START MATERIAL FOR THIS TASK

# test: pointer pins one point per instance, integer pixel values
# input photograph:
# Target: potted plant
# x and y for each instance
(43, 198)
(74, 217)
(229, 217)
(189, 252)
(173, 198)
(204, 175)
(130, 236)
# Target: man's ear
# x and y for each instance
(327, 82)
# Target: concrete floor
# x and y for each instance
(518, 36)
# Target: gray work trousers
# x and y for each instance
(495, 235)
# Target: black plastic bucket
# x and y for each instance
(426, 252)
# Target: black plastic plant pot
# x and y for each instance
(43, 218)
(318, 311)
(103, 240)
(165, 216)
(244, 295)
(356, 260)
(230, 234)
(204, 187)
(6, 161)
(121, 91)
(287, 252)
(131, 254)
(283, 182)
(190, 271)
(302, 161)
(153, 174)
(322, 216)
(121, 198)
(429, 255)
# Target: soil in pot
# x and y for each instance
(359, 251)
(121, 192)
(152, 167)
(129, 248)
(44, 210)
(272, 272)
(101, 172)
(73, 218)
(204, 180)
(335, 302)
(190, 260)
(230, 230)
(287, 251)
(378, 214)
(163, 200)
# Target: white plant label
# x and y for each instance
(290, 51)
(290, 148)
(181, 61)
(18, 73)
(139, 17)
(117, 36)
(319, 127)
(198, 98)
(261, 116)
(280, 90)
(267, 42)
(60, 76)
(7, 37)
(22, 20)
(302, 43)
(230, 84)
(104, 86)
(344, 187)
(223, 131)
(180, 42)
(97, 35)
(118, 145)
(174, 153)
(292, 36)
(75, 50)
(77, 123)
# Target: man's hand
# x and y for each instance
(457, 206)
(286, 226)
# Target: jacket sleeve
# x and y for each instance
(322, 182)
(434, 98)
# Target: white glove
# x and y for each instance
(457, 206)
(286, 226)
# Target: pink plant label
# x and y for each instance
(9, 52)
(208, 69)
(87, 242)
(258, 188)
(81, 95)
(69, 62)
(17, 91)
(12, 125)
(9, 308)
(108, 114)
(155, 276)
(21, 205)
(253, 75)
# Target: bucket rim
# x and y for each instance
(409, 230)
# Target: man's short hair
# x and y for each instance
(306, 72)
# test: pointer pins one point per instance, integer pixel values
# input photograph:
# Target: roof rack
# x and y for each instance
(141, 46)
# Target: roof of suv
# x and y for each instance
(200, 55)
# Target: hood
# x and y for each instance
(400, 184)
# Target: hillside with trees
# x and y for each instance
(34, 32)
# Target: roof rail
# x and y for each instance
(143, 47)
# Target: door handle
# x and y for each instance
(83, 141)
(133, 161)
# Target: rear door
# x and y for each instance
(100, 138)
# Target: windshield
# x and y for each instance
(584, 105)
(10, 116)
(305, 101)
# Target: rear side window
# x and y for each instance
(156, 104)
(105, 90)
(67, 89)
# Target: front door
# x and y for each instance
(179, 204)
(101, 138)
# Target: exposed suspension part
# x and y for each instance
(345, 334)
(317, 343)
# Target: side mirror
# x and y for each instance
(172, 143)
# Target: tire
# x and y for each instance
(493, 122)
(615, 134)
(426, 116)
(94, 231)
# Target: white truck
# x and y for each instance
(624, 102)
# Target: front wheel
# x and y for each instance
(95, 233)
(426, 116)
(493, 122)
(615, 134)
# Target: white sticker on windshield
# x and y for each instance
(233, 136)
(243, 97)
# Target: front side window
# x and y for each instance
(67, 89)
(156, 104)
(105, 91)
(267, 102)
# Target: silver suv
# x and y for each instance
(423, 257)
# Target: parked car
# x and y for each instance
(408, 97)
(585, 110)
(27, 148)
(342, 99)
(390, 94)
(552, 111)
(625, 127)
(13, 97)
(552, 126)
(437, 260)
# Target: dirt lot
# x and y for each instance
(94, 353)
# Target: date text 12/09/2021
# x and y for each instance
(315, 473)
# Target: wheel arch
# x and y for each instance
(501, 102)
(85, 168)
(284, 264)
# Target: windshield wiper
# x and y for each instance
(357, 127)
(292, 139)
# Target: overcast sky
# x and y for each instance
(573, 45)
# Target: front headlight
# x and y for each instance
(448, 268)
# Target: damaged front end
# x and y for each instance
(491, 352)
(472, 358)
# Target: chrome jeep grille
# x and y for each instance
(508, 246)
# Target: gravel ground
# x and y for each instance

END MATERIAL FOR THIS TASK

PROBLEM DETAILS |
You are asked to reproduce word for word the line containing "# Target: front headlight" and every subsequent line through the end of the entries.

ANSWER SECTION |
# Target: front headlight
# x and y for each instance
(448, 268)
# Target: damaged front end
# x and y for each instance
(491, 352)
(472, 358)
# Target: chrome jeep grille
# x and y for each instance
(508, 246)
# Target: gravel ground
# x and y for each instance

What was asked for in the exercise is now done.